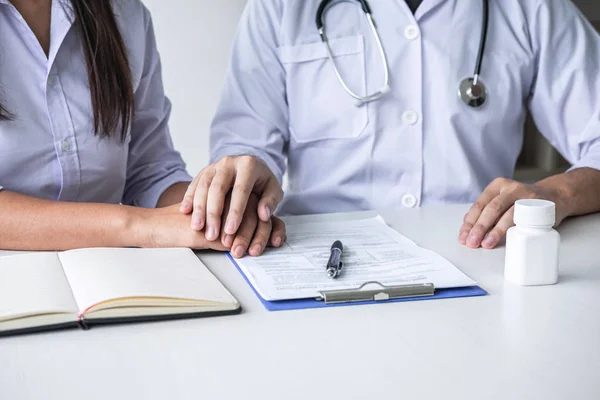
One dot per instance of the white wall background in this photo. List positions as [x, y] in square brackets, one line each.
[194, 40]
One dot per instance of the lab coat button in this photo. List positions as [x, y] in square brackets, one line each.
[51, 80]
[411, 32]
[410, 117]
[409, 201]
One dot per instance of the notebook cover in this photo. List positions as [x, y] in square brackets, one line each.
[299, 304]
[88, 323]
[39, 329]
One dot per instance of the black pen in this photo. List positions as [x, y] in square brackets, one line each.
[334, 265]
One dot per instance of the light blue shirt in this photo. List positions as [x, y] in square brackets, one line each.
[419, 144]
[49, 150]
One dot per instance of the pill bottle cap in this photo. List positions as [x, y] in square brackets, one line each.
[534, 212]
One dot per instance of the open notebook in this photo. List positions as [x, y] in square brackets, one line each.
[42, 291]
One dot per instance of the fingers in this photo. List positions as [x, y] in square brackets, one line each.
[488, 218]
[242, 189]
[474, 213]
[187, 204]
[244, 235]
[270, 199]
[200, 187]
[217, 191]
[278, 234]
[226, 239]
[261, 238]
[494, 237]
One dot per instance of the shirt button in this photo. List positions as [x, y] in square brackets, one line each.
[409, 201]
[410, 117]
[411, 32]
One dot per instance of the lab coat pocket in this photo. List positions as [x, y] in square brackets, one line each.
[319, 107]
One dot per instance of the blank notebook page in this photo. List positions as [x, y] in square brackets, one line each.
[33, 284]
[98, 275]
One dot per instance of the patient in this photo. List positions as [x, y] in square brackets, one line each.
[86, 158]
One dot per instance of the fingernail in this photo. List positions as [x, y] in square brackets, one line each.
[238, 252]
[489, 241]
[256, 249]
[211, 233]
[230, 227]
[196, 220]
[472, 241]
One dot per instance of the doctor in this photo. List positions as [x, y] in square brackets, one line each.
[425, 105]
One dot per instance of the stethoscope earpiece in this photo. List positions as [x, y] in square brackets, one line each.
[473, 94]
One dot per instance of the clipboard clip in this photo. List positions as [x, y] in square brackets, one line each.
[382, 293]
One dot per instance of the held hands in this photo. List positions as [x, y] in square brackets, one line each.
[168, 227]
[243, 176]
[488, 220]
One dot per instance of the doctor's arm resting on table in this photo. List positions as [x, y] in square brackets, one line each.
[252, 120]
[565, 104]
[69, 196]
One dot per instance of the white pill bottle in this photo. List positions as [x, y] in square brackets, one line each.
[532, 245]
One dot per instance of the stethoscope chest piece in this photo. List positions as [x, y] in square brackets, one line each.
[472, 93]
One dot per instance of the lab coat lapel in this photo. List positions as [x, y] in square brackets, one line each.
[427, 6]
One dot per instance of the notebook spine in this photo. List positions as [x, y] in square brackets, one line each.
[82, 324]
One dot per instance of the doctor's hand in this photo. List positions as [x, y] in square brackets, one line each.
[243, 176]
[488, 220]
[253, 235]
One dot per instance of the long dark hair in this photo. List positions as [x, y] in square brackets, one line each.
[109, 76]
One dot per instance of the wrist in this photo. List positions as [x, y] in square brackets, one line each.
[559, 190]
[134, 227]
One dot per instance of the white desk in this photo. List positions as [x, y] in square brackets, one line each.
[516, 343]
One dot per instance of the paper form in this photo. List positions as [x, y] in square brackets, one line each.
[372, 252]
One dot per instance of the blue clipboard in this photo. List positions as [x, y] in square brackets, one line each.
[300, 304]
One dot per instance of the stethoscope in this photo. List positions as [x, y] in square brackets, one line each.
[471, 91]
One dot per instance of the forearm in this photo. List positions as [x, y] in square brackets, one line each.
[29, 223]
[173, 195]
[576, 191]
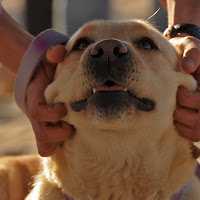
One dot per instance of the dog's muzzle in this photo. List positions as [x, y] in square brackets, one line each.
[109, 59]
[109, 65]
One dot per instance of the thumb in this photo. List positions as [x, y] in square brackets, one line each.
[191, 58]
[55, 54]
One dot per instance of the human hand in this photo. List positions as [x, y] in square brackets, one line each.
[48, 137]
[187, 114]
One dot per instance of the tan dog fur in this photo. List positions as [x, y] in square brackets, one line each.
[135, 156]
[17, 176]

......

### DIRECTIVE
Quote the preceding records in their entirety, excluding every picture.

### FULL SOLUTION
One dot per instance of the white wall background in this photo. List positions as [x, y] in square brackets, one line each.
[194, 40]
One dot per instance of the lab coat button in this photo. List positions as [x, y] in square brackets, one line each.
[51, 80]
[411, 32]
[410, 117]
[409, 201]
One dot per instance of the notebook cover in this photo. List positions as [x, y] in square brackets, one line each.
[299, 304]
[88, 323]
[39, 329]
One dot per instance of the black pen in this photo. List positions as [x, y] in square brackets, one line each.
[334, 265]
One dot per instance of the light blue shirt in this photo. List positions as [x, y] in square brackets, one line each.
[419, 144]
[49, 150]
One dot per instance of the pill bottle cap in this photo. List positions as [x, y] in square brackets, one line each.
[534, 212]
One dot per instance of the open notebook in this photo. List positions as [x, y] in square brackets, one line each.
[42, 291]
One dot per instance of the fingers in this photo. List positions as [x, y] in square brackets, one line each.
[488, 218]
[242, 189]
[474, 213]
[187, 204]
[244, 235]
[270, 199]
[200, 187]
[217, 191]
[278, 234]
[226, 239]
[261, 238]
[494, 237]
One dot per instance of the shirt button in this photo. List positions as [x, y] in square brackets, one line each.
[409, 201]
[410, 117]
[411, 32]
One dot per instance of the lab coat pocket in this photo. List positions as [x, y] in square brackets, one line each.
[319, 107]
One dot per instance of the blank notebook page in this photo. List positions as [x, y] in square brackets, one line each.
[33, 284]
[98, 275]
One dot per instance of the patient in this photo. List positions as [x, y] in square brackets, one line each.
[86, 158]
One dot per instance of the fingernail in this photo. List positions as [x, y] in square brackets, one line each.
[238, 252]
[489, 241]
[256, 249]
[211, 233]
[230, 227]
[196, 220]
[472, 241]
One dot per instance of the doctor in this photo. List positions as [x, y] in square brackets, one line each.
[425, 105]
One dot per instance of the stethoscope earpiece in this photo. List positions as [x, y] in square brackets, one line each.
[473, 94]
One dot per instance of the clipboard clip in this photo. List positions as [x, y] in square brackets, one line each.
[382, 293]
One dot per instance of the held hands in this photo. List positions as [x, y] in square brackets, one line each.
[168, 227]
[243, 176]
[488, 220]
One dot per instance of the doctor's arm resting on table in this photo. List positions as [x, y] in square brackets, one line each.
[252, 120]
[565, 104]
[69, 196]
One dot per instance of the white pill bottle in this photo. List positions as [x, y] in square brackets, one line each.
[532, 245]
One dot per instance of the stethoscope chest piece in this photo. List positions as [x, y] in square brackets, one line each.
[472, 93]
One dot per instance of the lab coat lapel in this photo. List positions as [x, y] in square brackets, one line each.
[427, 6]
One dot per instance of the notebook spine in this photo. List positions as [x, y] in square brackets, one line each.
[82, 324]
One dot per instance of the doctor's hand in this photo. List positions as [x, y] in square brackets, one line each.
[243, 176]
[488, 220]
[253, 235]
One dot per instance of the long dark hair in this photo. List positions as [x, y] in square brackets, one line each.
[109, 76]
One dot per instance of the wrist in this photo. List positions as [x, y] in square brackets, one line each.
[559, 190]
[134, 227]
One dot per instance of the white desk in this photo. List positions as [x, y] in square brackets, one line each.
[516, 343]
One dot per instance of the paper form in this photo. List positions as [x, y] in square brackets, one line each.
[372, 252]
One dot per instance of the blue clipboard in this photo. List positions as [x, y] in square brackets, one line each.
[300, 304]
One dot per instance of the stethoscope in this photo. List positions as [x, y] in square brackets, one line each.
[471, 91]
One dot per instance of the forearm in this photo. List positions as [x, y] in square brackets, one line each.
[29, 223]
[173, 195]
[576, 191]
One dot per instance of the dog's muzzle in this photo. List positions as [x, y] in square brackets, one line each.
[109, 59]
[109, 65]
One dot per instance of the thumb in this photo. List positions as [x, y] in square brackets, one line each.
[191, 58]
[55, 54]
One dot per instance of the human hand in this photo. List positions as [x, y] in square brackets, one line each.
[48, 137]
[187, 114]
One dot per instance of the tan dog fur in this photo. List positions as [x, y] in square brackets, one line each.
[135, 156]
[17, 176]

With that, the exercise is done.